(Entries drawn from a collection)
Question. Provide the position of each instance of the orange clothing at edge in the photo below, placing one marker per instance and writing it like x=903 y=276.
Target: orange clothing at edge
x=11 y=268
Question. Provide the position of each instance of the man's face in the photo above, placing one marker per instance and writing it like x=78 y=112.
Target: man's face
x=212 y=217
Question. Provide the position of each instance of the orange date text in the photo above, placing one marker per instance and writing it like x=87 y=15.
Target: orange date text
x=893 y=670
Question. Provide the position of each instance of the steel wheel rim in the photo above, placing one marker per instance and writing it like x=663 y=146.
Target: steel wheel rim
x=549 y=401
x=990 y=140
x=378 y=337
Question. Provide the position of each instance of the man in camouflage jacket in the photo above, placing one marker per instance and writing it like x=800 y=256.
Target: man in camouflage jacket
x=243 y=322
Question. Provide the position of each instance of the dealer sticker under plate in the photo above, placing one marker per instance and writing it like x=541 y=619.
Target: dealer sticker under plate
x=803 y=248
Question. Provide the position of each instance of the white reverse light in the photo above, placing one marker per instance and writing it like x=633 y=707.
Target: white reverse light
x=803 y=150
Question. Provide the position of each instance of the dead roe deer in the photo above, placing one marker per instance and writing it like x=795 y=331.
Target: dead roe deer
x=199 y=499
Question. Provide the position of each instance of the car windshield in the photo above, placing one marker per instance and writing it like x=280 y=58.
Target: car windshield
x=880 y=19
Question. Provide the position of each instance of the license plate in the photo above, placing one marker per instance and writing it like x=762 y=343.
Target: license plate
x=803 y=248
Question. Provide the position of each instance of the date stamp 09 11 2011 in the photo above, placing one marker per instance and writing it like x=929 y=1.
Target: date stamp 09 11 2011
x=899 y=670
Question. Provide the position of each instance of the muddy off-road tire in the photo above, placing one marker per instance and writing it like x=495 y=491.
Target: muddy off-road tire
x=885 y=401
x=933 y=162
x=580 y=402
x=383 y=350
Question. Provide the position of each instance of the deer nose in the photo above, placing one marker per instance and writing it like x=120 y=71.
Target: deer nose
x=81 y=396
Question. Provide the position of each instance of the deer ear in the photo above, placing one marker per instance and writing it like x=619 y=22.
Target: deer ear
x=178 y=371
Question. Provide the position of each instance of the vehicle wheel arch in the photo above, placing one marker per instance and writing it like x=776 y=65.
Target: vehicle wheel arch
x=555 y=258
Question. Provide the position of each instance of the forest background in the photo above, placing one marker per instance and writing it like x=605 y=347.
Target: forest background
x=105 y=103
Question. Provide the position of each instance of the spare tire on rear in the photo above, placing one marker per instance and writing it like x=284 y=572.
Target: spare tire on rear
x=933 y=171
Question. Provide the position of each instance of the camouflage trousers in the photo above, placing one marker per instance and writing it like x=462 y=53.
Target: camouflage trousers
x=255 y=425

## Set task:
Reproduce in full each line from the one that contains "Question. Provide the position of each instance of the date" through the one that contains "x=383 y=350". Offset every coordinate in the answers by -68.

## Answer below:
Question. Provide the position of each instance of the date stamp 09 11 2011 in the photo above, placing one marker per instance and writing it like x=929 y=1.
Target: date stamp 09 11 2011
x=831 y=602
Question. Provide the position of each instance of the muddy off-road tire in the photo above, placing one marker per instance and writing it like x=495 y=491.
Target: muddy off-road tire
x=817 y=333
x=865 y=94
x=512 y=334
x=315 y=282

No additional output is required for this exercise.